◆ EXERCISE DETAILS
Every line of the material below, from the top through the line with "target | standing elk", should be reproduced exactly.

◆ DATA TO USE
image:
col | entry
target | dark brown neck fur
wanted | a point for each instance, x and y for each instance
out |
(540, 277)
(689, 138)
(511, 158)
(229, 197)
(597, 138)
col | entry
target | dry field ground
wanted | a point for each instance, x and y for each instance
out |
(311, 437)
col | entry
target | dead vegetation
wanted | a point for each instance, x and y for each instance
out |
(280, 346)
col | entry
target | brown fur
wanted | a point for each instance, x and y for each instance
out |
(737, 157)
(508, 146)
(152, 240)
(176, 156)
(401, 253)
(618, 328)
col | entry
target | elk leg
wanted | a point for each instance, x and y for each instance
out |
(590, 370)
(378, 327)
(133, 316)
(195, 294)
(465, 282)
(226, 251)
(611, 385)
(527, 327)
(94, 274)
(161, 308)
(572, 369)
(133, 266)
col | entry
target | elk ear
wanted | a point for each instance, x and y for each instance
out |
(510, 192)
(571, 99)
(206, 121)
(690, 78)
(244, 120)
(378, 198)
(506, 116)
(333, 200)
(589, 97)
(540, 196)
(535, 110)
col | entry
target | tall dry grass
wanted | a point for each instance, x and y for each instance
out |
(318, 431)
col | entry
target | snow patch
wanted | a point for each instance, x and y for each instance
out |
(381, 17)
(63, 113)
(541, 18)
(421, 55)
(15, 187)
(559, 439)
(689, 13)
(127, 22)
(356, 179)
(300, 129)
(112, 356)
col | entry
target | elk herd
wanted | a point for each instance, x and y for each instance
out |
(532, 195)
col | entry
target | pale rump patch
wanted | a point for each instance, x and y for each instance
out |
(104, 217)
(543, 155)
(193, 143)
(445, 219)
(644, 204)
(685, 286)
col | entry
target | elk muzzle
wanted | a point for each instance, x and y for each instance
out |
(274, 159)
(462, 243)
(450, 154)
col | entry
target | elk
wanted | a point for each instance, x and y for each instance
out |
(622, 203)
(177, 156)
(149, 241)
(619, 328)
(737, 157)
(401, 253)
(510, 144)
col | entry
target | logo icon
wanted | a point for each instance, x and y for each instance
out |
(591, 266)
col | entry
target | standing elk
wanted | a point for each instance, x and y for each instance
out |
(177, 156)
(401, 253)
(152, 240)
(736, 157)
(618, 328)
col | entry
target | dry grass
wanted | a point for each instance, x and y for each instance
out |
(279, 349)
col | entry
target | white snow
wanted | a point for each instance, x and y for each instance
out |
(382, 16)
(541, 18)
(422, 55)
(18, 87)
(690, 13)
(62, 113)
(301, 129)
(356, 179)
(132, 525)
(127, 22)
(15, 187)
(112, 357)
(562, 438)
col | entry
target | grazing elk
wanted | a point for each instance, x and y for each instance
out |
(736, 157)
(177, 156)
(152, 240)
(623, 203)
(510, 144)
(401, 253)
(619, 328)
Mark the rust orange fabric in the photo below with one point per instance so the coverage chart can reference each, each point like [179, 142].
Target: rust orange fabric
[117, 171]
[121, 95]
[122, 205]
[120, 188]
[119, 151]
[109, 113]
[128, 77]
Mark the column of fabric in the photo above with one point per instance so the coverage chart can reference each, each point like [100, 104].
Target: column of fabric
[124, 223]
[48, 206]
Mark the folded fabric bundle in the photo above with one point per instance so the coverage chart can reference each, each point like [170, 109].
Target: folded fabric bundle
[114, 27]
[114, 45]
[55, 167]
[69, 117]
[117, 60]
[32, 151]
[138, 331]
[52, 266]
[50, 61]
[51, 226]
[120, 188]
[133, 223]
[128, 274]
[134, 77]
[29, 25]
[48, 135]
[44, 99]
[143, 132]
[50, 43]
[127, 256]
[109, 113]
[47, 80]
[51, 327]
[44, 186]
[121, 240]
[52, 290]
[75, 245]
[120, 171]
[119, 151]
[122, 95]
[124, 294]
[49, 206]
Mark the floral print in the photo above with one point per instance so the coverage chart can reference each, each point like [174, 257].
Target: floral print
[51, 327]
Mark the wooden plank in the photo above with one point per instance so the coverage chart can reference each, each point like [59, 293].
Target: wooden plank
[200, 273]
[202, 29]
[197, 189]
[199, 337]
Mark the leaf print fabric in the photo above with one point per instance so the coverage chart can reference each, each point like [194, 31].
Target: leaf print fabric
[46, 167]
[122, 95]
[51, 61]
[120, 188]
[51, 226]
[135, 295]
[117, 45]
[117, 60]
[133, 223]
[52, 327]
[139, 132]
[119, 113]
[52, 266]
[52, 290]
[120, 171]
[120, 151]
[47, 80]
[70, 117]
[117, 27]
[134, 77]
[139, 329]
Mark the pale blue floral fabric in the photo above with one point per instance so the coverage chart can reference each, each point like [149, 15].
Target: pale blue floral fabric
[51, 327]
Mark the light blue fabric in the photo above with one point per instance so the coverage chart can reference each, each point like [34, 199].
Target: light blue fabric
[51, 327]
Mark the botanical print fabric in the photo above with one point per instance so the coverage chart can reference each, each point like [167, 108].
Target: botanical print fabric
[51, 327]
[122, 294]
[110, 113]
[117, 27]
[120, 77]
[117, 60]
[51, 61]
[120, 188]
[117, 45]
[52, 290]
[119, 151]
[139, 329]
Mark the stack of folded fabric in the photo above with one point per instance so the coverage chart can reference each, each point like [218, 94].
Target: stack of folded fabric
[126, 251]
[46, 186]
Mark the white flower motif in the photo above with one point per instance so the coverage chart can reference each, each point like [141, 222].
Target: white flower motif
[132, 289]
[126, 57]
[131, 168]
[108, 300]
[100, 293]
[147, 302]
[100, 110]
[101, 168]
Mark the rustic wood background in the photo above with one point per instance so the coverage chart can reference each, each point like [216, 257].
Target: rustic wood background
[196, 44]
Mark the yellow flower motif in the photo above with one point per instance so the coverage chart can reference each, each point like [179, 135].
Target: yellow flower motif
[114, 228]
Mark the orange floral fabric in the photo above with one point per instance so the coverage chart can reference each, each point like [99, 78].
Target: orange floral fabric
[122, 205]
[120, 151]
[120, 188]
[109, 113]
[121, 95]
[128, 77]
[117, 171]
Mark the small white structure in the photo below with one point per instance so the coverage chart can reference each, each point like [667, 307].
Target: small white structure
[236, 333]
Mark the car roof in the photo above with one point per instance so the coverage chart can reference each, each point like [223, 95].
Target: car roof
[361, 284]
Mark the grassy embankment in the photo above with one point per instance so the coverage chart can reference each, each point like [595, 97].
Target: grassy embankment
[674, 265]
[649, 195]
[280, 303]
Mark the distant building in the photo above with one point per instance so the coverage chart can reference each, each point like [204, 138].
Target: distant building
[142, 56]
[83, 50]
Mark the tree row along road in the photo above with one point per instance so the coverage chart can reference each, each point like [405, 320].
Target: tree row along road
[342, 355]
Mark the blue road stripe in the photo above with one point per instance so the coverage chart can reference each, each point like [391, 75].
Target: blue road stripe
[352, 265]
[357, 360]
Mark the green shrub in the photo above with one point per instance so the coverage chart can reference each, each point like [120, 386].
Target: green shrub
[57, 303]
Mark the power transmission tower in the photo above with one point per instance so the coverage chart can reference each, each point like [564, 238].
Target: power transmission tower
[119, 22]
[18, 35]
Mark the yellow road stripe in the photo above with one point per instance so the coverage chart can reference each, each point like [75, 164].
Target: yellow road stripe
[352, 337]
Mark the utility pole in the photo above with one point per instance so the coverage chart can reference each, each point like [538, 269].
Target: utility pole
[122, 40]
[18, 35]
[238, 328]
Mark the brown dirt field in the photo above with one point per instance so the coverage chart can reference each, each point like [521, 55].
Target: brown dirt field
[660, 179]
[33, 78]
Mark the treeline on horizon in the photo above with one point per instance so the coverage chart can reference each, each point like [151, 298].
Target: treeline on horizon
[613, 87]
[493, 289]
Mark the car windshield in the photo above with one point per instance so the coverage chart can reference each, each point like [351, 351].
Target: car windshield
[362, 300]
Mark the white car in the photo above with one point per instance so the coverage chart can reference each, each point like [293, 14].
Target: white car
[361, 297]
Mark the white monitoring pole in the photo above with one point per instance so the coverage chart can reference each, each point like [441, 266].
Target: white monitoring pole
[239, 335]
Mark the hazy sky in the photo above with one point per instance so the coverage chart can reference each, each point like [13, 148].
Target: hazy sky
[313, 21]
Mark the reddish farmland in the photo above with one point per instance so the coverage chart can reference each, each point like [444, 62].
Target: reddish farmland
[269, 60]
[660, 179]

◆ ANSWER
image:
col | entry
target | dark brown neck fur
wanted | a point for each instance, x and y for each instance
out |
(540, 277)
(689, 138)
(511, 158)
(229, 197)
(597, 138)
col | entry
target | dry field ground
wanted | a point for each instance, x and y for each instance
out |
(311, 437)
col | entry
target | dead vegetation
wanted | a point for each instance, x and y for each instance
out |
(280, 346)
col | entry
target | brown fur
wanted | a point for each instance, x and y for each instance
out |
(737, 157)
(508, 146)
(152, 240)
(176, 156)
(401, 253)
(618, 328)
col | entry
target | elk leg
wanted | a point for each instance, x and y for each instance
out |
(590, 370)
(378, 327)
(133, 316)
(195, 294)
(465, 282)
(226, 251)
(611, 385)
(527, 327)
(94, 274)
(161, 308)
(572, 369)
(133, 266)
col | entry
target | elk ear
wanted | a point for each instance, x and y for each instance
out |
(510, 192)
(571, 99)
(206, 121)
(690, 78)
(244, 120)
(378, 198)
(506, 116)
(333, 200)
(589, 97)
(540, 196)
(535, 110)
col | entry
target | tall dry grass
wanted | a point for each instance, x and y for each instance
out |
(318, 431)
col | entry
target | snow patch
wanted | a point for each instance, x and y for each instance
out |
(381, 17)
(63, 113)
(541, 18)
(421, 55)
(15, 187)
(559, 439)
(689, 13)
(127, 22)
(356, 179)
(300, 129)
(112, 356)
col | entry
target | elk herd
wanted | a point for each instance, x and y for each instance
out |
(532, 195)
col | entry
target | pale rump patch
wanted | a point for each instance, x and y for each instance
out |
(104, 217)
(543, 155)
(193, 143)
(445, 219)
(644, 204)
(685, 286)
col | entry
target | elk muzzle
wanted | a point for each instance, x and y for each instance
out |
(274, 159)
(462, 243)
(450, 154)
col | entry
target | elk
wanted | a point for each instance, x and y for each instance
out |
(622, 203)
(177, 156)
(149, 241)
(619, 328)
(737, 157)
(401, 253)
(510, 144)
col | entry
target | logo icon
wanted | a point for each instance, x and y for each instance
out |
(591, 266)
col | entry
target | standing elk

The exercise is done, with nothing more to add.